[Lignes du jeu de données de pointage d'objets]
****************************************
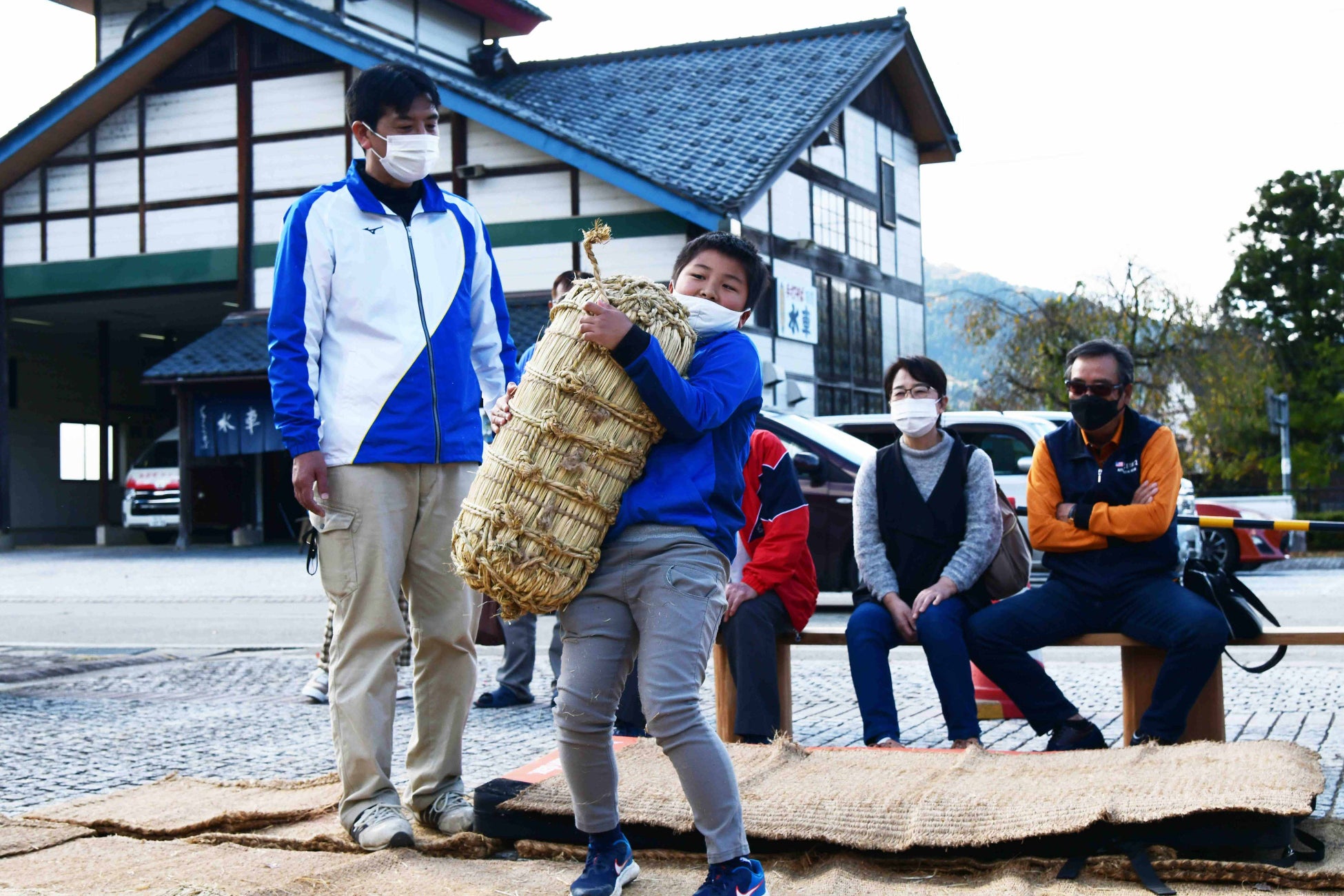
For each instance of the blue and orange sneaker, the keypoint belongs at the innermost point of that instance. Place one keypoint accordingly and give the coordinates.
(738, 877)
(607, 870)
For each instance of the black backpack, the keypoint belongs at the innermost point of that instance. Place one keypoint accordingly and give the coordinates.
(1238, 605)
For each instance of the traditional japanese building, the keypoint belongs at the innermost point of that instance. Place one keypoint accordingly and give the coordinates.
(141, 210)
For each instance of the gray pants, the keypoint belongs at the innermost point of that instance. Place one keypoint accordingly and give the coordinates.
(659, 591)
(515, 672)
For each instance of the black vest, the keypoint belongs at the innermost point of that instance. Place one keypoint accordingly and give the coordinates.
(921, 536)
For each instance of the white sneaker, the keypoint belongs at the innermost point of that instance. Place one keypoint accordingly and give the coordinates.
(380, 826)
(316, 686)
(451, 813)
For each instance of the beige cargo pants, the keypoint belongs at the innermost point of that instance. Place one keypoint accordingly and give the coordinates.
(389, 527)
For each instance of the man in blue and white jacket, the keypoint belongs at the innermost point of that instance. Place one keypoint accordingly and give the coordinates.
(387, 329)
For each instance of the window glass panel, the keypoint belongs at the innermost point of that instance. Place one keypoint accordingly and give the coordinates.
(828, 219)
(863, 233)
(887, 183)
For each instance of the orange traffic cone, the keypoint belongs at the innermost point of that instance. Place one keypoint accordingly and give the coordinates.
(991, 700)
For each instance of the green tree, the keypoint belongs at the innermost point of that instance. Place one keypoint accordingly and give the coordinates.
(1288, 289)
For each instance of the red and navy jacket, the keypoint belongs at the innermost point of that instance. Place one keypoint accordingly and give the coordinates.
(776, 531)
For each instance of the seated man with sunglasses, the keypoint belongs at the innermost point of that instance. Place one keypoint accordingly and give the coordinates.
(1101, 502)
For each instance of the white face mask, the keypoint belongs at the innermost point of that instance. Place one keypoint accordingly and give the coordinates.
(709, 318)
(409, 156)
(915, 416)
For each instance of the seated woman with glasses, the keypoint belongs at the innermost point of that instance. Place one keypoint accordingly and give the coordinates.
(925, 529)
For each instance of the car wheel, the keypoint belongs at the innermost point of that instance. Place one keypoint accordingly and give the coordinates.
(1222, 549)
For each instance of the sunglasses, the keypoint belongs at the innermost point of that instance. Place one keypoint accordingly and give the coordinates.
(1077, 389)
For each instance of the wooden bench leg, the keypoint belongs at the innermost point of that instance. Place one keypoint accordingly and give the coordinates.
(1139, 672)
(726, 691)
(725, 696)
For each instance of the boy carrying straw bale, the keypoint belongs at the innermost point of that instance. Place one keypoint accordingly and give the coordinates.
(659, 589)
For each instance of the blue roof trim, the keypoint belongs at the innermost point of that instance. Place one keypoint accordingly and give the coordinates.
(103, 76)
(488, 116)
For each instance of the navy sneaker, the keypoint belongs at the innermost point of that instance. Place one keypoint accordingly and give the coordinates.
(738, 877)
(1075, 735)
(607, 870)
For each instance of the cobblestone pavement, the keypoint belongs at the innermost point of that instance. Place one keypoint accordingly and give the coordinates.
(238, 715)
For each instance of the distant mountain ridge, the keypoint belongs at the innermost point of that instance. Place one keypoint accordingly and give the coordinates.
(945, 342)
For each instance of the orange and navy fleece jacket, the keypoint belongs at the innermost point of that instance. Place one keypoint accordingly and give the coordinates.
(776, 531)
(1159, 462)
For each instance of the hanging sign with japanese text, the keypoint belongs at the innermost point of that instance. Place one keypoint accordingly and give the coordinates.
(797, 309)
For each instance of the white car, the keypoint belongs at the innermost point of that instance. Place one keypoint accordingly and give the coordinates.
****************************************
**Votre consigne:** Modifiez les lignes qui vont de celle contenant « For each instance of the navy » jusqu'à la fin des enregistrements, en remplaçant « distant mountain ridge » par « distant hill » sans toucher au reste.

**Corrigé:**
For each instance of the navy sneaker, the keypoint belongs at the innermost point of that instance. Place one keypoint accordingly and give the coordinates.
(738, 877)
(1075, 735)
(607, 870)
For each instance of the cobblestone pavement, the keypoint belongs at the innermost point of that instance. Place one keypoint accordingly and give the coordinates.
(238, 715)
For each instance of the distant hill, the keypoint belongs at the innermost point of that instance. Place one keypoint accordingly and give the coordinates.
(945, 342)
For each instance of the orange and navy fleece jacket, the keypoint belongs at the innermost point of that instance. Place one keypoint accordingly and give the coordinates.
(776, 531)
(1159, 462)
For each instance of the hanging sign with japanese text, the keypoint belongs at the innermost point of that instance. Place one keypoint accordingly and give the coordinates.
(797, 309)
For each instance of the white car, the keypoint belongs at the innermost point of that instance. Place one keypoint accordingly and give the coordinates.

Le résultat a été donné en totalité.